Data to use:
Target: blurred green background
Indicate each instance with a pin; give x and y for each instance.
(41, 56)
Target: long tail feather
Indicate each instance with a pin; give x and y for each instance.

Given task: Write out all of the records above word for word.

Expected output:
Target: blurred green background
Indicate each instance with a pin; give x and y for each instance.
(41, 56)
Target: long tail feather
Indicate each instance with a pin; give x and y for each instance.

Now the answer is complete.